<<<<
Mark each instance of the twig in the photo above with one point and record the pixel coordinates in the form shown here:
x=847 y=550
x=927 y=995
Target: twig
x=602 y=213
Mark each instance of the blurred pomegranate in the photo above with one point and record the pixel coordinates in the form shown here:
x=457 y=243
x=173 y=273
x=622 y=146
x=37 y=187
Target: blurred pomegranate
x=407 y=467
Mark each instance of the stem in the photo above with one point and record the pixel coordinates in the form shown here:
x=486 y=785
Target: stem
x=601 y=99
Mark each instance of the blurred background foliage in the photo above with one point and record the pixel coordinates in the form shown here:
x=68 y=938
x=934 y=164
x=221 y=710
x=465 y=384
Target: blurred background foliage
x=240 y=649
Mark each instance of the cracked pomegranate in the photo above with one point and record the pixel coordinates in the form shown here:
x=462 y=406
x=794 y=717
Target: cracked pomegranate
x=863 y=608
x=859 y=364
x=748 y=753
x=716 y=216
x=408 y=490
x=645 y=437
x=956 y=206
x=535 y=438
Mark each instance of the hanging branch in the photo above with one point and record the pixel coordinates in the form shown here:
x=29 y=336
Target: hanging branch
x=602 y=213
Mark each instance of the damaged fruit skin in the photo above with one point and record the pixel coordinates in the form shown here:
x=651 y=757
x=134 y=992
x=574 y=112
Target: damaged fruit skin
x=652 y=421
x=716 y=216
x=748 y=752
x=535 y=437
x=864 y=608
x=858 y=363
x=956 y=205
>>>>
<<<<
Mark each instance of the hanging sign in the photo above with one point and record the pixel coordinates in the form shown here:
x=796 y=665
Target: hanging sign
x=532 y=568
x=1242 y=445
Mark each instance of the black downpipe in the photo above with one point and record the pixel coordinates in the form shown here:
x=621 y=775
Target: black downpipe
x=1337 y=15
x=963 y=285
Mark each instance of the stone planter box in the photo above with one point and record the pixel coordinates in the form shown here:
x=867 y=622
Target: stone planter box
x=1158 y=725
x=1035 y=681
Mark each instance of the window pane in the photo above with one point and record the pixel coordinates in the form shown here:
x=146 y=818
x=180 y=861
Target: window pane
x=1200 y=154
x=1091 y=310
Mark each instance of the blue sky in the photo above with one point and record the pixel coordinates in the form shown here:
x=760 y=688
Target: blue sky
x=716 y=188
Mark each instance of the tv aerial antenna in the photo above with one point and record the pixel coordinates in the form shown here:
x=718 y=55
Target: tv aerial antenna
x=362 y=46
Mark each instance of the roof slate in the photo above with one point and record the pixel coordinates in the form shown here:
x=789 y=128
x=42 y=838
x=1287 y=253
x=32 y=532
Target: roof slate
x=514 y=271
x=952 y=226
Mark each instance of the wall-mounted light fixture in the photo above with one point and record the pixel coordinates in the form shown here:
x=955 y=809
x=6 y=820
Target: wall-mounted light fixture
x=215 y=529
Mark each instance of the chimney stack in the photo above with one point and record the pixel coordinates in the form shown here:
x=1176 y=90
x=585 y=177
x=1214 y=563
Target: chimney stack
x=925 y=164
>>>>
<<<<
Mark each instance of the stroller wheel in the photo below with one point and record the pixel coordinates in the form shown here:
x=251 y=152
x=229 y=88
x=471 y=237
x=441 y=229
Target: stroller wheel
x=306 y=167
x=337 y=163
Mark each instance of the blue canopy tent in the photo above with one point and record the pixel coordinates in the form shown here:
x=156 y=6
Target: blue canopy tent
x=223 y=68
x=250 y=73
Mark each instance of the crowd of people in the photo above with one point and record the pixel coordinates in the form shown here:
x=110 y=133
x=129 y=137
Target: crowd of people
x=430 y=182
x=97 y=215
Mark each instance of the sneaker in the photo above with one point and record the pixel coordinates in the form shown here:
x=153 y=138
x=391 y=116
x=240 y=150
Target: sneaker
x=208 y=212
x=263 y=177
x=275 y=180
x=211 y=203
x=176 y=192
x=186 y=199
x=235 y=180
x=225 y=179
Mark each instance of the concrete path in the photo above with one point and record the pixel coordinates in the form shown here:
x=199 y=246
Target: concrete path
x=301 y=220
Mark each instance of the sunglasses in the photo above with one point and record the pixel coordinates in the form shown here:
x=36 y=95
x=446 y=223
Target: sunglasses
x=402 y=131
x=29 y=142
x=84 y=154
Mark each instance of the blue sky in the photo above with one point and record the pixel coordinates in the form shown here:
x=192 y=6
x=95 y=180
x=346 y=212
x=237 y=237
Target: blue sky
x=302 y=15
>>>>
Give back, exactly as written, the stretch from the line with "Mark each instance of the twig" through the line with "x=794 y=717", and no other lines from the records above.

Mark each instance of the twig in the photo above with one point and record the pixel coordinates in the form shown here:
x=847 y=550
x=927 y=995
Target: twig
x=602 y=213
Mark each instance of the blurred pomegranate in the photo above with one point and record the pixel coordinates in the form shown here:
x=457 y=243
x=173 y=273
x=622 y=146
x=37 y=187
Target: blurred pomegranate
x=407 y=467
Mark each instance of the stem in the photo above with one point and record the pixel coordinates in the form shown here:
x=486 y=785
Target: stem
x=601 y=99
Mark each instance of the blurred background foliage in the photo above with one point and record the pixel coordinates in the form shown here:
x=68 y=938
x=934 y=164
x=221 y=710
x=465 y=384
Target: blurred background foliage
x=240 y=649
Mark each instance of the cracked pomegranate in the photo above with one point and record the pixel coordinates in the form shown here:
x=462 y=406
x=794 y=717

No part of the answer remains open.